EXERCISE INPUT:

_ _ _ _ _ _ _

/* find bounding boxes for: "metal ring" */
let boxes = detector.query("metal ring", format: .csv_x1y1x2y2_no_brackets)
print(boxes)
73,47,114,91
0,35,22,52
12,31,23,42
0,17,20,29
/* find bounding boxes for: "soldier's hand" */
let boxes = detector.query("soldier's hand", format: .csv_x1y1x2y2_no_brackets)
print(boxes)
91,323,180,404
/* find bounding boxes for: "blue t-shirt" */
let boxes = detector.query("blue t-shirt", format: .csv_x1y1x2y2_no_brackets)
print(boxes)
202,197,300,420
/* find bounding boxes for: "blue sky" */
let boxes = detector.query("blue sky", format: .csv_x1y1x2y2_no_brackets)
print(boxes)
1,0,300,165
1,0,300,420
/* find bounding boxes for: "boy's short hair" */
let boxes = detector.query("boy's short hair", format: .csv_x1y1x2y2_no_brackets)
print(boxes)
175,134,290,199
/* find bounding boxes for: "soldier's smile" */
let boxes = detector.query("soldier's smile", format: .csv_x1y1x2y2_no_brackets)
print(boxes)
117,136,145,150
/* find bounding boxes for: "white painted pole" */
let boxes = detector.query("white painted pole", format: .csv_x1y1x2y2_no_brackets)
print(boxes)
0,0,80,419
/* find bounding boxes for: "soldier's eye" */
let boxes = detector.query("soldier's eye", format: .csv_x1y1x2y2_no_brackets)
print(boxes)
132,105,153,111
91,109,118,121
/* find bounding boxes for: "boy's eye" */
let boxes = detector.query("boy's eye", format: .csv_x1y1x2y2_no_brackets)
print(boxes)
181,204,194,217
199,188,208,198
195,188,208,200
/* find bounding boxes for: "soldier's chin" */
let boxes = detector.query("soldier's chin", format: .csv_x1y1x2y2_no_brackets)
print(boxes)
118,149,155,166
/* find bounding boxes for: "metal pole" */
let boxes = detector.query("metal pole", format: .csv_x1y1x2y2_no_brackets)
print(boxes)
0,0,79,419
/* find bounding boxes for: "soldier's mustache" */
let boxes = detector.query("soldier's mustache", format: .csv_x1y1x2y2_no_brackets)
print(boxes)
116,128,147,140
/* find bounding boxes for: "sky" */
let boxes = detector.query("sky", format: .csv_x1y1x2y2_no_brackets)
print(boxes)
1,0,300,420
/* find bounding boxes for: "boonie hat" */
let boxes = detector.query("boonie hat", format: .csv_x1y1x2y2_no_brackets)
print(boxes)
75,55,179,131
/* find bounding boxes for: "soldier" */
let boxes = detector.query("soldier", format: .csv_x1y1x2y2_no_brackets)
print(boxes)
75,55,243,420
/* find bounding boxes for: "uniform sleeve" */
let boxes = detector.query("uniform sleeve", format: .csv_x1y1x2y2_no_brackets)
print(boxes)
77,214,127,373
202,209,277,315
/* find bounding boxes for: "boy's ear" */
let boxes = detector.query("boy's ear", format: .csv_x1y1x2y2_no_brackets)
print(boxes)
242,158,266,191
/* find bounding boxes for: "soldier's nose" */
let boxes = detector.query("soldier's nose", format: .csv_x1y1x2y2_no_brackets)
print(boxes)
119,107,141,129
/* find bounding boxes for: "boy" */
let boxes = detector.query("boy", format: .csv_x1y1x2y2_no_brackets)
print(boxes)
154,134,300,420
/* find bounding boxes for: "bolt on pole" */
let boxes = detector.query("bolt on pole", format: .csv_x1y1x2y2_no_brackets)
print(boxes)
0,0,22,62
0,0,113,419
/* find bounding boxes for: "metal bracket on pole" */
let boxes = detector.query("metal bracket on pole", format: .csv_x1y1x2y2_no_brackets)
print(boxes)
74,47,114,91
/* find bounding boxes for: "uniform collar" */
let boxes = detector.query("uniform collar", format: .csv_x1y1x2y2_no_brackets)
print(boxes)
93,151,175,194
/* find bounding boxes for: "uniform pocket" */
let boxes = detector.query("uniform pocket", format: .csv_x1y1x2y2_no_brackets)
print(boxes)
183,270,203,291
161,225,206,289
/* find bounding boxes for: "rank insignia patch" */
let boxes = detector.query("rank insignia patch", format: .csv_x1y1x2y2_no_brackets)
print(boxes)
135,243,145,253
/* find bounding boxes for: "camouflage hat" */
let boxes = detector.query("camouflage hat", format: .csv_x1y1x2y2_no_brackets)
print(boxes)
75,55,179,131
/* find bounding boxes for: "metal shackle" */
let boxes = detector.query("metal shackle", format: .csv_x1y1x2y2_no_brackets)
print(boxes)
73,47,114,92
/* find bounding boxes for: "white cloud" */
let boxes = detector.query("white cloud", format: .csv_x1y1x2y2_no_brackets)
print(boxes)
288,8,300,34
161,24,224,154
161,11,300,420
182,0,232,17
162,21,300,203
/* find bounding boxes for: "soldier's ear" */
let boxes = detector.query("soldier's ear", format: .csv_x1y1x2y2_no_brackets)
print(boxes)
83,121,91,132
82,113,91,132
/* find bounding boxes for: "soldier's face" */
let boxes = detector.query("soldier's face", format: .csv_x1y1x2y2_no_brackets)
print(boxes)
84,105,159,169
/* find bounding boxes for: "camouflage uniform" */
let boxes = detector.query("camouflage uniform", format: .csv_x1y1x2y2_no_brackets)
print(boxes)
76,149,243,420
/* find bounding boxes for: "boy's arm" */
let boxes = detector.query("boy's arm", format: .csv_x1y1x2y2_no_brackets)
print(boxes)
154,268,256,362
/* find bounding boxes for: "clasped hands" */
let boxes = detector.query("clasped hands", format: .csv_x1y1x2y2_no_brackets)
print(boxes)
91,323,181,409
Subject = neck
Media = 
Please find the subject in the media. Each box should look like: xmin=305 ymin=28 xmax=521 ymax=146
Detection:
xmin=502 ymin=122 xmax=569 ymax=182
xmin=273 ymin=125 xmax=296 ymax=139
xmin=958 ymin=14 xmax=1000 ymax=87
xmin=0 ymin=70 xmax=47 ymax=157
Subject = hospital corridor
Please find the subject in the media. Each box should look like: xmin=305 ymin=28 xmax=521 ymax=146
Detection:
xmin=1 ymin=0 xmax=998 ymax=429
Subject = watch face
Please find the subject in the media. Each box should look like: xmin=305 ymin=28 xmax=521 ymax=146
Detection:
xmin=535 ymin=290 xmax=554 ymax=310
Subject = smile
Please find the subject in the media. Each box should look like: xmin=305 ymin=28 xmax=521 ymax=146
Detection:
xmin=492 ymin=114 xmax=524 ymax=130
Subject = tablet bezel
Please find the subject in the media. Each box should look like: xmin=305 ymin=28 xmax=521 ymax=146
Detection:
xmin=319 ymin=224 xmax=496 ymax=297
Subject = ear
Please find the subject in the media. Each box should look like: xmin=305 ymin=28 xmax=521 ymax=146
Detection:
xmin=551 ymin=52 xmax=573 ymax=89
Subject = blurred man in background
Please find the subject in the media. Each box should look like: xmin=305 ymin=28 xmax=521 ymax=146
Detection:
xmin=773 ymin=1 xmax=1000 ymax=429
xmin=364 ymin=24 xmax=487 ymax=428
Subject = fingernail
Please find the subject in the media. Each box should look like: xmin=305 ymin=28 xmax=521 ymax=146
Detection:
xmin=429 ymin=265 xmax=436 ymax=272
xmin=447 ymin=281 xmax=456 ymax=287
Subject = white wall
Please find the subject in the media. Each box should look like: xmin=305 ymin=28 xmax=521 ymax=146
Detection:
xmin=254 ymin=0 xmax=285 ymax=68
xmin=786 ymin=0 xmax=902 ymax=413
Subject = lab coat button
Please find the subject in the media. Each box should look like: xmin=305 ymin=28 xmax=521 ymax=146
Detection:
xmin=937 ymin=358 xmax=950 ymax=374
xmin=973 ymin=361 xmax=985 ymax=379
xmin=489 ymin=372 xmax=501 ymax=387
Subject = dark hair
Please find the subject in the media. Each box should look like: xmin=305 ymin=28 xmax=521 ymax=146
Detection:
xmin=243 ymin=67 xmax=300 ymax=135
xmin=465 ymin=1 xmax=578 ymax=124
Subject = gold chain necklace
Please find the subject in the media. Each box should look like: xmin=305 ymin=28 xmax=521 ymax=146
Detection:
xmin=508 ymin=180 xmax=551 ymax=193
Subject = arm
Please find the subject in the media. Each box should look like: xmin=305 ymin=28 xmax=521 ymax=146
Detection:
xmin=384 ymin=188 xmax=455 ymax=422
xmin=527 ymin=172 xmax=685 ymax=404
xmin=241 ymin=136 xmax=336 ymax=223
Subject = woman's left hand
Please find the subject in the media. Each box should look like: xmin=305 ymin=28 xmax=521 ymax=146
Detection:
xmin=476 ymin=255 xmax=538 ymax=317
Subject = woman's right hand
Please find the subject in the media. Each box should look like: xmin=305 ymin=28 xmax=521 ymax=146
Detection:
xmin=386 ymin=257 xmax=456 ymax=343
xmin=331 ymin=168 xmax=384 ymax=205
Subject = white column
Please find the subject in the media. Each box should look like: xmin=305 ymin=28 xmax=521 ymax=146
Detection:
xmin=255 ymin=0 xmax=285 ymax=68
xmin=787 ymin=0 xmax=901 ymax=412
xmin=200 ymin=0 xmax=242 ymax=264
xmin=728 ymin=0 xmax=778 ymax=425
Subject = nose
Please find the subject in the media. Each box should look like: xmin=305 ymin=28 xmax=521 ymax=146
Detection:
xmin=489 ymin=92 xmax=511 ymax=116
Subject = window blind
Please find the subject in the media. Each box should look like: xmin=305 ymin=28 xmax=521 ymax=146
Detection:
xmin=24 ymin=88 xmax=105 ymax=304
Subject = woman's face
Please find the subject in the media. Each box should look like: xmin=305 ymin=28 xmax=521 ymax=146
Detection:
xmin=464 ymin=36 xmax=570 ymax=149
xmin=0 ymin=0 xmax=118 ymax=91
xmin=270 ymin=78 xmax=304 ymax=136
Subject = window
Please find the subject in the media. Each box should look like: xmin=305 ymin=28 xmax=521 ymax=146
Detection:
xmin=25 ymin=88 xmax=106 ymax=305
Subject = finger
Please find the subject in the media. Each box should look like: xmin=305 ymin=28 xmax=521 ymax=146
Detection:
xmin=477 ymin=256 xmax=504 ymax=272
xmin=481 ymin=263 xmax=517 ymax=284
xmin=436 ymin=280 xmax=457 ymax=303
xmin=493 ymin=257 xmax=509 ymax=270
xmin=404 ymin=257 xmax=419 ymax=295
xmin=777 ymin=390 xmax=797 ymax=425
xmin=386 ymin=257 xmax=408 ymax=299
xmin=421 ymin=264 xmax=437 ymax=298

_ _ _ _ _ _ _

DIRECTIONS FOR THIS TASK:
From the listing above, copy every line that includes the word "rank".

ANSWER TO THE PROBLEM:
/* find bounding boxes for: "rank insignia patch" */
let boxes = detector.query("rank insignia patch", format: .csv_x1y1x2y2_no_brackets)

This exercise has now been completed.